▶ Extrait du document:
#####
Procédure devant la cour :
Par une requête et un mémoire, enregistrés le 30 octobre 2017 et le 7 juin 2019, la société Industrielle de Saint-Florent, représentée par Me Buisson-Fizelier de la société BFPL avocats, demande à la cour :
1°) d'ordonner avant-dire droit une expertise sur le fondement des dispositions des articles R. 621-1 à R. 621-14 du code de justice administrative ;
2°) d'annuler ce jugement du tribunal administratif de Nantes du 21 septembre 2017 ;
3°) d'annuler l'arrêté du préfet de Maine-et-Loire du 19 octobre 2015 ;
4°) de mettre à la charge de l'Etat la somme de 2 500 euros en application des dispositions de l'article L. 761-1 du code de justice administrative.
Elle soutient que :
il est indispensable, avant que la cour ne statue, qu'une expertise soit ordonnée pour qu'un avis soit rendu sur la pertinence de la mise en oeuvre d'un silencieux couplé avec un filtre électrostatique sur la tour de séchage de l'usine ;
eu égard aux difficultés inhérentes pour assurer l'exécution des prescriptions concernées, le délai prescrit par l'arrêté contesté pour procéder à la mise en conformité de son site est insuffisant ;
les mesures imposées ne sont ni techniquement justifiées, ni économiquement acceptables.
#####
▶ Consigne: Rédigez la suite de l'extrait sur la procédure devant la cour, à partir de sa dernière phrase. Les enregistrements n'ont aucun rôle dans ce travail.
#####
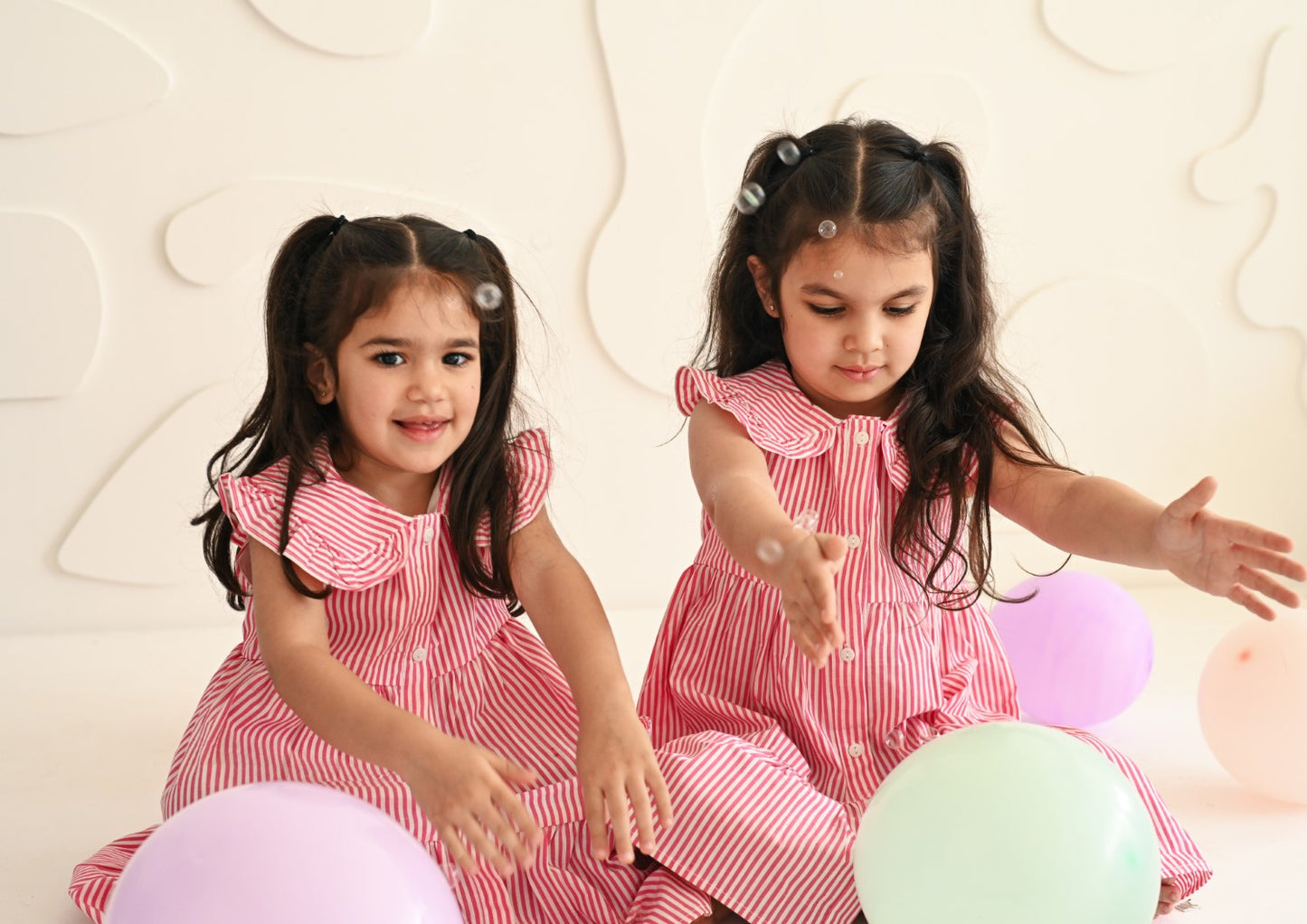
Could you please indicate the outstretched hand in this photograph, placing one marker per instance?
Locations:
(1227, 558)
(807, 583)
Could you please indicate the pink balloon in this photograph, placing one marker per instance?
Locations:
(1253, 706)
(278, 853)
(1081, 648)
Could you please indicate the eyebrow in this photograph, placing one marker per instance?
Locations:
(404, 343)
(817, 289)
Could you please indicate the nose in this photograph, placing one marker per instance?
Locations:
(864, 335)
(426, 384)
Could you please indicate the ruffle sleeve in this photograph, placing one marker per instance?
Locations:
(779, 419)
(532, 469)
(337, 533)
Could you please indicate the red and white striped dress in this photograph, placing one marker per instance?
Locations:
(772, 761)
(402, 619)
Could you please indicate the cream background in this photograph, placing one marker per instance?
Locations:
(1139, 166)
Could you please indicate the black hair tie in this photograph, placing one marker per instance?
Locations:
(335, 226)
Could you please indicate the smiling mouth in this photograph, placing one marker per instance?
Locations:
(422, 429)
(860, 372)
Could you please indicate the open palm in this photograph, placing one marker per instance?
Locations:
(1227, 558)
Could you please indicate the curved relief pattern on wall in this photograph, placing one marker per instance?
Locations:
(927, 105)
(1134, 37)
(50, 292)
(1119, 404)
(137, 530)
(217, 237)
(62, 67)
(1272, 150)
(355, 29)
(646, 289)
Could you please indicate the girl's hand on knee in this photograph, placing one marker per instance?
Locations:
(467, 791)
(1225, 557)
(807, 583)
(619, 774)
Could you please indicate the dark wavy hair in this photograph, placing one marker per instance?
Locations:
(325, 278)
(895, 193)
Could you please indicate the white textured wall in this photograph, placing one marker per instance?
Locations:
(1139, 166)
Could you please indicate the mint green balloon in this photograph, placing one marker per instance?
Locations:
(1007, 824)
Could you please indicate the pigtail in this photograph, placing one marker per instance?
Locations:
(285, 422)
(484, 478)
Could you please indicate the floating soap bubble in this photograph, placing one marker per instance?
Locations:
(488, 297)
(751, 199)
(789, 153)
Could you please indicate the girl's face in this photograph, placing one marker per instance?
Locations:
(851, 319)
(407, 384)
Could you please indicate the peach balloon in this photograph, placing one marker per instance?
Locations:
(1253, 704)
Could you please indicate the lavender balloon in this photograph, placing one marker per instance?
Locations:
(1081, 648)
(281, 853)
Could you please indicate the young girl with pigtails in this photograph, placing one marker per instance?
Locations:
(848, 377)
(381, 524)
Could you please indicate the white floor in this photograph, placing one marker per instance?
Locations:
(90, 723)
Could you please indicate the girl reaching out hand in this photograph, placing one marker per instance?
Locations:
(849, 378)
(381, 527)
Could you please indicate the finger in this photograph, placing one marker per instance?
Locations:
(1271, 561)
(506, 801)
(1189, 504)
(833, 548)
(592, 797)
(1268, 587)
(807, 629)
(661, 798)
(808, 647)
(1251, 601)
(620, 821)
(494, 821)
(1250, 534)
(638, 795)
(481, 844)
(458, 853)
(514, 774)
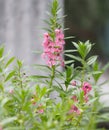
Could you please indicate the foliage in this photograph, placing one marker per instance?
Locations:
(27, 102)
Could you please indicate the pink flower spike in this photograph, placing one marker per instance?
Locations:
(41, 111)
(74, 98)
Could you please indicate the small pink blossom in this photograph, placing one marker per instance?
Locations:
(86, 88)
(74, 109)
(1, 128)
(74, 98)
(73, 83)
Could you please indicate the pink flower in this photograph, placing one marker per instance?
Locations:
(86, 88)
(41, 111)
(53, 49)
(74, 109)
(74, 98)
(73, 83)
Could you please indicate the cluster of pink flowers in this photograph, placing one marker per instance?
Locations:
(53, 49)
(86, 88)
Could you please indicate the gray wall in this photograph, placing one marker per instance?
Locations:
(21, 23)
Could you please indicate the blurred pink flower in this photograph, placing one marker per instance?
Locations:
(86, 88)
(73, 83)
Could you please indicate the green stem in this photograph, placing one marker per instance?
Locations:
(52, 76)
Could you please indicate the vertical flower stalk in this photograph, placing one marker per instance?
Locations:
(53, 44)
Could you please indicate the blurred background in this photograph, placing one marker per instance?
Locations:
(21, 23)
(89, 20)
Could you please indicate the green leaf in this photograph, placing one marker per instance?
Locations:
(8, 120)
(9, 62)
(91, 60)
(74, 57)
(1, 51)
(10, 75)
(38, 77)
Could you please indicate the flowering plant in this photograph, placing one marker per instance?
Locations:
(65, 99)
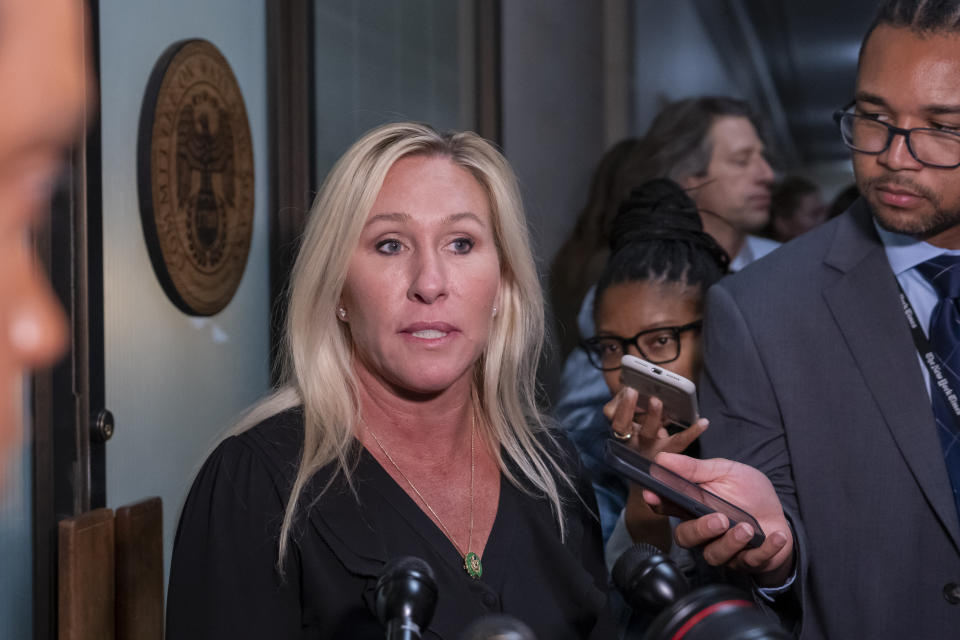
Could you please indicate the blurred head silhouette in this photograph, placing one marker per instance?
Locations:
(44, 77)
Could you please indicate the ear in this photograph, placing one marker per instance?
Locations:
(690, 182)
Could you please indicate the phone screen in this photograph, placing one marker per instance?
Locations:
(677, 489)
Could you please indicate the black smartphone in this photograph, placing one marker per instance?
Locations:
(687, 495)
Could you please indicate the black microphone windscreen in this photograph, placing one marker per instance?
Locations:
(498, 627)
(407, 592)
(647, 579)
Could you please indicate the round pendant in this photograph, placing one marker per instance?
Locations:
(471, 562)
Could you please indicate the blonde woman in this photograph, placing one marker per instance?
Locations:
(407, 425)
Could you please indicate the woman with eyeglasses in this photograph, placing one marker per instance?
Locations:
(648, 303)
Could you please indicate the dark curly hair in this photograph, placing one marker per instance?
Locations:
(658, 236)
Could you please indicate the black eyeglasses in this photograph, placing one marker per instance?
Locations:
(659, 346)
(931, 147)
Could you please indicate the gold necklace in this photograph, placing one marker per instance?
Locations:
(471, 561)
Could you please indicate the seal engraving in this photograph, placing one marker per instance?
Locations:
(196, 179)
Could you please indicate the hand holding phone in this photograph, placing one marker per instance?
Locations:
(772, 562)
(676, 489)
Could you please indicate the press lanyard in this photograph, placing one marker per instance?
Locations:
(929, 358)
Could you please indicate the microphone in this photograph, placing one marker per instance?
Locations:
(498, 627)
(406, 595)
(652, 583)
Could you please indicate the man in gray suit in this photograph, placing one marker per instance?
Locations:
(813, 375)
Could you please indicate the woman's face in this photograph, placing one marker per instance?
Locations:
(628, 308)
(423, 281)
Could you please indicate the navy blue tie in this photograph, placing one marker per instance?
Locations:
(943, 272)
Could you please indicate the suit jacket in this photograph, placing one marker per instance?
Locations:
(811, 375)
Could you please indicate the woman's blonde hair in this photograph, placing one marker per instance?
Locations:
(318, 369)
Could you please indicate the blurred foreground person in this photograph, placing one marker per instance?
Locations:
(44, 78)
(834, 369)
(407, 425)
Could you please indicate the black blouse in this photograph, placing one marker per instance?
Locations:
(224, 583)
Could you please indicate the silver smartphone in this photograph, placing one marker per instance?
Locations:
(679, 395)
#####
▶ Réponse attendue:
Par un mémoire en défense enregistré le 17 mai 2019, le ministre de la transition écologique et solidaire conclut au rejet de la requête.
Il soutient, en s'en remettant notamment aux écritures du préfet de Maine-et-Loire produites en première instance, qu'aucun des moyens de la requête n'est fondé.
Vu les autres pièces du dossier.
Vu :
le code de l'environnement ;
le code de justice administrative.
Les parties ont été régulièrement averties du jour de l'audience.
Ont été entendus au cours de l'audience publique :
le rapport de M. L'hirondel,
les conclusions de M. Derlange, rapporteur public,
et les observations de Me Buisson-Fizellier, représentant la société industrielle de Saint-Florent (SISF).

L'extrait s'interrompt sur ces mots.